#### TAREFA CURTA A:
Transcreva sem nenhuma alteração o trecho dos comentários que começa em "Forte abraço." e vai até "com suas obras.", incluindo essas palavras.
#### TAREFA CURTA B:
Responda com base nos comentários:
(i) Em que lista o autor do primeiro comentário diz ter incluído o Jazz+Bossa?
(ii) O que Érico Cordeiro elogia no blog de Figbatera?
(iii) Quais músicos Érico Cordeiro cita pelo nome na resposta a Celi?
#### TAREFA CURTA C:
Liste todos os nomes de quem assina nos comentários, isto é, os nomes que vêm antes de "disse...". Escreva cada nome uma única vez.

Érico, com o seu conhecimento, a sua escrita fácil e sua sensibilidade, já podemos considerar o seu Jazz+Bossa um irmão gêmeo do ótimo Jazzseen.
A propósito, já o inclui na minha lista de blogs de música (o que, reconheço, pouco significa) além de já ter lido a opinião de vários "mestres" blogueiros e outros comentadores que não pouparam encômios a este seu recente trabalho. Parabéns!

Érico Cordeiro disse...

Prezado Figbatera,
Agradeço as generosas palavras. Criar e manter esse blog tem sido uma das atividades mais lúdicas e praazerosas a que me dediquei nos últimos tempos. A recompensa é poder compartilhar o amor pela música com pessoas bacanas como você e a turma do jazzigo/jazzseen.
Obrigado mesmo - e aquela foto no início do teu blog ficou muito bacana.
Forte abraço.

Celijon Ramos disse...

Dedos rápidos combinam com vida curta? Não importa. Fico pensando no tamanho e no significado da obra de cada desses incríveis músicos que citarte... tudo lindo, e tem-se a impressão que, mesmo a vida sendo curta, o talento desses fabulosos homens do jazz permitiu fixar paginas definitivas na música e na alma para seus ouvintes. Assim dito, às vezes, vale a pena viver a vida curta.

Érico Cordeiro disse...

Celi,
Não sei se o preço que esses caras pagaram valeu a pena, mas no intervalo de poucos anos sujeitos como Clifford Brown, Sonny Clarke, Wynton Kelly e outros deixaram um rastro de beleza tão intenso que é difícil não se emocionar com suas obras.
Fizeram ARTE, com todas as letras maiúsculas, enfim.
Abração!

José Domingos Raffaelli disse...

#### MATERIAL APRESENTADO:
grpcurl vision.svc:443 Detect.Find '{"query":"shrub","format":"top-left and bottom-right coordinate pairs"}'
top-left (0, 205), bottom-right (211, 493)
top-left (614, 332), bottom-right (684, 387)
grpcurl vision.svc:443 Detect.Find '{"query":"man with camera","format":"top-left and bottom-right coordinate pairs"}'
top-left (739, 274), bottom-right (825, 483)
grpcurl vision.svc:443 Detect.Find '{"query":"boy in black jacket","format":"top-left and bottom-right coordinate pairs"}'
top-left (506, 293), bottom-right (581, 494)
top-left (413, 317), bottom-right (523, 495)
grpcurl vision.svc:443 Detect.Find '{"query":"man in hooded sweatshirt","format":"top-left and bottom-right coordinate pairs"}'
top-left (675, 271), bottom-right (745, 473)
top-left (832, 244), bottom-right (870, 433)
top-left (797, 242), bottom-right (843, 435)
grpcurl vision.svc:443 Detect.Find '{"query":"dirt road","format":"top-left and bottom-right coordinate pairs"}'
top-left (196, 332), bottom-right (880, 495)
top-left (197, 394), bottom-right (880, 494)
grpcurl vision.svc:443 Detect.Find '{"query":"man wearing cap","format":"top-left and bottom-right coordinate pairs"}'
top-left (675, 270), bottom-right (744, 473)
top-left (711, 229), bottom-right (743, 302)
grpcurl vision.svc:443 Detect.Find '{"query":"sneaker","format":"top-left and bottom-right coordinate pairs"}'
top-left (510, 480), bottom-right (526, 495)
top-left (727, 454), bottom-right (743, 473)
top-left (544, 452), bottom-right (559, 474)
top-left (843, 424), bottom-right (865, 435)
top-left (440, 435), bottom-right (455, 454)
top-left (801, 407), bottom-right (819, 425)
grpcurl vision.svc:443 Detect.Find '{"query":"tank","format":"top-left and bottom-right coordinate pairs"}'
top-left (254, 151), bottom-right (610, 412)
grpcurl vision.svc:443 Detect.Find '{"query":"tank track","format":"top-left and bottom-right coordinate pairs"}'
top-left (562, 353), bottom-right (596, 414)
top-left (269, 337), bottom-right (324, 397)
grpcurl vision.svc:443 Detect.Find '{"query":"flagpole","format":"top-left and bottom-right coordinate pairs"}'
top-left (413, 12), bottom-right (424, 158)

#### RESPOSTA COMPLETA A:
Forte abraço.

Celijon Ramos disse...

Dedos rápidos combinam com vida curta? Não importa. Fico pensando no tamanho e no significado da obra de cada desses incríveis músicos que citarte... tudo lindo, e tem-se a impressão que, mesmo a vida sendo curta, o talento desses fabulosos homens do jazz permitiu fixar paginas definitivas na música e na alma para seus ouvintes. Assim dito, às vezes, vale a pena viver a vida curta.

Érico Cordeiro disse...

Celi,
Não sei se o preço que esses caras pagaram valeu a pena, mas no intervalo de poucos anos sujeitos como Clifford Brown, Sonny Clarke, Wynton Kelly e outros deixaram um rastro de beleza tão intenso que é difícil não se emocionar com suas obras.

#### RESPOSTA COMPLETA B:
(i) Na sua lista de blogs de música.
(ii) A foto no início do blog.
(iii) Clifford Brown, Sonny Clarke e Wynton Kelly.

#### RESPOSTA COMPLETA C:
Érico Cordeiro
Celijon Ramos
José Domingos Raffaelli